Segment Start: SUPPLIED DATA
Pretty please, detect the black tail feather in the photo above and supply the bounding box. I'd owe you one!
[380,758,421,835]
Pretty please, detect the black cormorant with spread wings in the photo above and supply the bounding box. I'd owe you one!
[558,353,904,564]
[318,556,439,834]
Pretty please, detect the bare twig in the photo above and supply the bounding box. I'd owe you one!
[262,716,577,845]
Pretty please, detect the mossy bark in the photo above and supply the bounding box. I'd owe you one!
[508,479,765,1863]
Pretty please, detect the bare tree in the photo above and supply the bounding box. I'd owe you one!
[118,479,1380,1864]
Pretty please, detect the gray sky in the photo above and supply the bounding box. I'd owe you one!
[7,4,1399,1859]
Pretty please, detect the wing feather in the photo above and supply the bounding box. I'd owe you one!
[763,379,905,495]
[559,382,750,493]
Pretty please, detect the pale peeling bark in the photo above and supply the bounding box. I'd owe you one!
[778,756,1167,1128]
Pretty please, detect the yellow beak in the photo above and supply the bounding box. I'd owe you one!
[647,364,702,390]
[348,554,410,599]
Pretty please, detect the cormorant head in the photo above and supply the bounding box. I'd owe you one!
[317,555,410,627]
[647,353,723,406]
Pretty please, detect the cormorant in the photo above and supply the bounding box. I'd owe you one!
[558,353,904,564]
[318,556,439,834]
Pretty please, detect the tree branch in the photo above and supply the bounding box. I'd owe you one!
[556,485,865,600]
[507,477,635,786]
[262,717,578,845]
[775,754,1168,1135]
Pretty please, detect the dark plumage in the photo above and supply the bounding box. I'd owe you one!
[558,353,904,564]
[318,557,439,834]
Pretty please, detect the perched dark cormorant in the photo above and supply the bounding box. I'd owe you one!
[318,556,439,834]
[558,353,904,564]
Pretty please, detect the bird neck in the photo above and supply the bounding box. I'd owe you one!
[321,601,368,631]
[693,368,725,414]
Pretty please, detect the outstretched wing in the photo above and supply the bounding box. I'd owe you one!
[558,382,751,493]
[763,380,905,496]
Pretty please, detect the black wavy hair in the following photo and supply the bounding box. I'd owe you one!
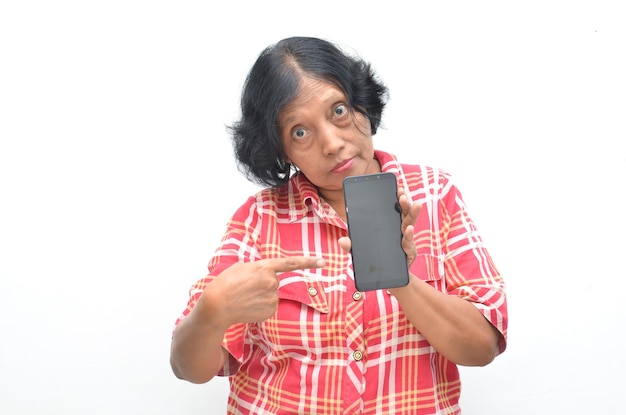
[229,36,389,188]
Segment End: SUPPLIED DATA
--- WORK ORDER ---
Starting with the line that has "Pretty please, detect the bird" and ending with the last line of the records, retype every line exactly and only those lines. Do not include the pictures.

--- EXPECTED ANSWER ---
Pretty please, detect the bird neck in the photo above and supply the bounding box. I'd owe you one!
[321,601,368,631]
[693,368,725,414]
Pretty please, detect the outstretched wing in the photo above and supply the bounding box. I'd owe you one!
[558,382,751,493]
[763,380,905,496]
Pretty please, detect the black wavy hair in the following photo and supply the bounding box. I'd owe you one!
[229,36,389,188]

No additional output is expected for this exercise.